◆ **Goal of the exercise**
Your reply should be an exact copy of every entry, with the pictures removed.

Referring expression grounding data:

· · · ·

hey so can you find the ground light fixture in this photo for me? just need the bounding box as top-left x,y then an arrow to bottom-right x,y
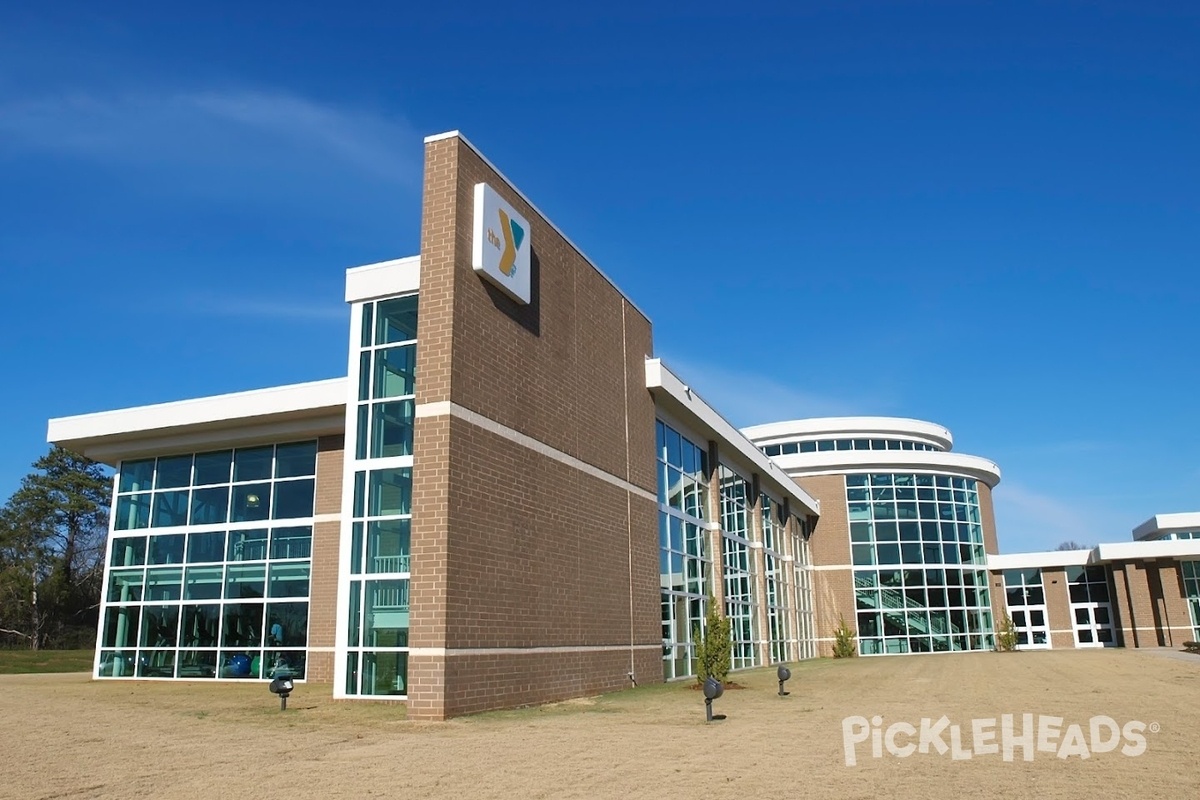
777,665 -> 791,696
268,669 -> 294,711
703,677 -> 725,722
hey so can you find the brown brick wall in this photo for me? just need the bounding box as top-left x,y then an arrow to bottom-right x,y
1157,562 -> 1193,647
795,475 -> 853,655
977,482 -> 999,556
1041,568 -> 1077,649
315,435 -> 344,516
306,435 -> 343,683
1109,559 -> 1193,648
409,134 -> 659,719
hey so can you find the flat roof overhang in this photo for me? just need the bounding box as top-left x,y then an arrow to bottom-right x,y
47,378 -> 347,466
645,358 -> 820,517
990,537 -> 1200,570
1132,512 -> 1200,541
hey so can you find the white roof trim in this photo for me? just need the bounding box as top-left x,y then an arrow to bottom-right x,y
422,130 -> 649,322
645,358 -> 819,516
345,256 -> 420,303
1097,538 -> 1200,561
1132,512 -> 1200,541
48,378 -> 347,464
743,417 -> 954,452
767,449 -> 1002,488
989,550 -> 1094,570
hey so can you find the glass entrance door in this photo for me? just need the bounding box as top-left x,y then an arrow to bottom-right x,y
1071,603 -> 1115,647
1004,569 -> 1051,649
1065,565 -> 1116,648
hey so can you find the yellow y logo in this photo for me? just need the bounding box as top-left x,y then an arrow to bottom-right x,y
497,209 -> 525,277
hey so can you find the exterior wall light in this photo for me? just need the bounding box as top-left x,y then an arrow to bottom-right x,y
703,677 -> 725,722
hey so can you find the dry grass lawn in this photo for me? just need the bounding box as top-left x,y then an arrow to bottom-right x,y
1,649 -> 1196,799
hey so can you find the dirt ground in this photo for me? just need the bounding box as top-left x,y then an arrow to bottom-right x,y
1,649 -> 1195,799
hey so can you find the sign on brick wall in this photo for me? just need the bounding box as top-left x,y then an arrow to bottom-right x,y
472,182 -> 532,304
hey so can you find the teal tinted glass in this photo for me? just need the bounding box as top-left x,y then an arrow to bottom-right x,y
193,451 -> 232,486
119,460 -> 155,493
375,295 -> 418,344
275,442 -> 317,478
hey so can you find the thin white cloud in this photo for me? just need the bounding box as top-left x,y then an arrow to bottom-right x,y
0,89 -> 419,187
991,481 -> 1119,553
186,296 -> 348,323
662,356 -> 863,429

· · · ·

◆ **Task answer**
hey so can you find the ground light fixture in this photo for me? just need the bounding box as top-left x,y then an arrow to bottom-right x,y
777,665 -> 791,696
268,669 -> 294,711
703,677 -> 725,722
hey so can you find the brown brick wall in this photo for me? just need the bounding box as top-left x,y then an arrow to bottom-right x,y
1157,562 -> 1193,647
795,475 -> 853,655
977,482 -> 999,556
1041,568 -> 1077,649
315,435 -> 344,516
306,435 -> 343,683
1109,559 -> 1193,648
409,134 -> 659,719
hey so can you find the flat roof overhang in this photo for me? just need the bounding box as top-left x,y then an arrow to bottom-right x,y
47,378 -> 347,466
645,358 -> 820,517
990,537 -> 1200,570
1132,512 -> 1200,541
hey so can you find the white roof trim in this photo for me? just need the bounding box as top-left x,y then an arrow to bottom-right x,y
422,130 -> 649,322
645,358 -> 819,516
345,256 -> 420,303
1097,538 -> 1200,561
1132,512 -> 1200,541
48,378 -> 347,464
743,417 -> 954,452
767,449 -> 1002,488
989,550 -> 1094,570
hey so can you find the glass entrance door in this photo for me? just need the bounding box as top-left x,y then an arrow to bottom-right x,y
1071,603 -> 1115,647
1004,569 -> 1051,649
1065,565 -> 1116,648
hey so can you find the yellow y logo in this photo for me? just need the bounding box as top-left x,y then an arrow to bottom-right x,y
497,209 -> 525,277
hey so can you find the exterior wall light in this photo for me? just need the bounding box as top-left x,y then an arrow to bottom-right x,y
703,677 -> 725,722
hey so can you find the dry grass lawn in this photo for me? just need the bounding box as top-left x,y then an arrow to bottom-right x,y
1,649 -> 1196,799
hey so can you find the dirt ground in this photo for me? just need the bounding box as top-left x,y then an arrow to bottom-right x,y
1,649 -> 1195,799
hey so can you find the sign on brick wall in this photo for me? just need the bounding box as top-left x,y then an arrow to bottom-right x,y
472,182 -> 532,304
hey so can you find the teal tinted glass in this photo for me? just need the bounding box as top-left x,y then an arrow to bottom-right x,y
193,451 -> 232,486
119,460 -> 155,493
375,295 -> 418,344
275,442 -> 317,478
hey so can you find the thin white cloud in this photo for me? just need the bounding box as top-left x,y then an arrow to bottom-right x,y
0,89 -> 419,187
991,481 -> 1119,553
186,296 -> 348,323
662,356 -> 863,429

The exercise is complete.